[DATA PROVIDED — start]

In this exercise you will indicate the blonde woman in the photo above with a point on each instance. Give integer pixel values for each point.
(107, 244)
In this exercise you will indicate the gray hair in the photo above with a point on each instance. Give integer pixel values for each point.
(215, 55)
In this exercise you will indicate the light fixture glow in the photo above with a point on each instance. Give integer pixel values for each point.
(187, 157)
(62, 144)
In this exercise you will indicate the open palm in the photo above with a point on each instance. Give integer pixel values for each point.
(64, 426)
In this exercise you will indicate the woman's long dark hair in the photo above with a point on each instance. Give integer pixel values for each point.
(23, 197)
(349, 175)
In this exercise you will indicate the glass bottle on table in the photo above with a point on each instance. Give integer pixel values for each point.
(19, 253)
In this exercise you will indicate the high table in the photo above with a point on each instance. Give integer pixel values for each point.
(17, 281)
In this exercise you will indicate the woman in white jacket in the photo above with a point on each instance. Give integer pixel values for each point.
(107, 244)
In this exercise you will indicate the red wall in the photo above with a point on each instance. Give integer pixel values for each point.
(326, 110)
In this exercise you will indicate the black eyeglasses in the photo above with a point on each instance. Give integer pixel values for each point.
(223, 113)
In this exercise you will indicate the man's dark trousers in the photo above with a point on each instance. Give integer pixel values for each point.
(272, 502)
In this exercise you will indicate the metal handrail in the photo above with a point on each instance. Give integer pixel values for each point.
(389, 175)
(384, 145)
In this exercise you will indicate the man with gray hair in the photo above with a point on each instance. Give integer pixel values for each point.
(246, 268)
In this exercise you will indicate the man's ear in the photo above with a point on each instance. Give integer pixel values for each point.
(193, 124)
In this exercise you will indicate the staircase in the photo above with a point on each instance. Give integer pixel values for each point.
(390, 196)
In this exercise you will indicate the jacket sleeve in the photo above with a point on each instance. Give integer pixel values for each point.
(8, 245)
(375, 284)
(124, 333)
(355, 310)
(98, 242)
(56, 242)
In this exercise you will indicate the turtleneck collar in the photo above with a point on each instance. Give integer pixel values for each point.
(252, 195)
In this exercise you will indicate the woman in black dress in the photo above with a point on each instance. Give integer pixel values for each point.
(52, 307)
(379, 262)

[DATA PROVIDED — finish]

▶ [EXERCISE INSTRUCTIONS]: Make an exact transcription of the entries above.

▶ [ANSWER TO THE PROBLEM]:
In this exercise you will indicate the blonde woman in the photo above with a point on each instance. Give integer pixel values for each point.
(107, 244)
In this exercise you will indicate the gray hair in the photo above with a point on each instance. Give integer pixel values for each point.
(215, 55)
In this exercise you will indicate the light fixture glow in the photo above with a point on each instance. Give integer pixel values for each point.
(187, 157)
(62, 144)
In this exercise you will indicate the open palm in the photo above with a point on each instance. Give integer pixel values for each point.
(64, 426)
In this exercise you will indicate the woman's long dark hair in the photo above with a point on each instance. Give integer pixel values for each point.
(23, 197)
(349, 175)
In this exercise you will indicate the glass bottle on table in the photo above with a point on each instance. Give integer pixel values for each point.
(19, 253)
In this exercise you will indicate the high table in the photo above with a point on each instance. Give integer pixel values for each point.
(17, 281)
In this exercise you will indicate the woman in white jacket in the photo above with a point on each instance. Give integer pixel values for each point.
(107, 244)
In this exercise you will indicate the red wall in the photo above with a point on each instance. Give integer pixel values for each point.
(326, 110)
In this exercise you will indicate the black eyeglasses in the photo above with a point on each instance. Give integer pixel values for each point.
(223, 113)
In this exercise you will indicate the man's dark trousers in the photo above with a point on each instance. Give integer pixel values for each point.
(272, 502)
In this exercise you will indicate the metal handrail in the photo above with a point on each instance. Give integer pixel values for each point.
(389, 175)
(384, 145)
In this exercise you will indicate the man with gray hair in the photo above with a point on each instance. Give integer pixel values for each point.
(246, 268)
In this exercise you will indicate the man's ear in the photo above with a point on each instance. Give integer pixel values for each point.
(193, 124)
In this exercise you will indicate the staircase in the photo above with a point on each instance. Give integer pixel values for each point.
(390, 196)
In this exercise you will indicate the jacket sleeve in the photo above with a point on each instance. Give integer pixel values for each point.
(8, 245)
(375, 284)
(124, 333)
(355, 310)
(98, 242)
(56, 242)
In this exercise you will indicate the turtleneck collar in the photo above with a point on each instance. Give integer pixel values for each point.
(252, 195)
In this exercise you will indicate the woman in black dress in the photo above with a point on each instance. Give integer pixel values for each point.
(52, 307)
(379, 262)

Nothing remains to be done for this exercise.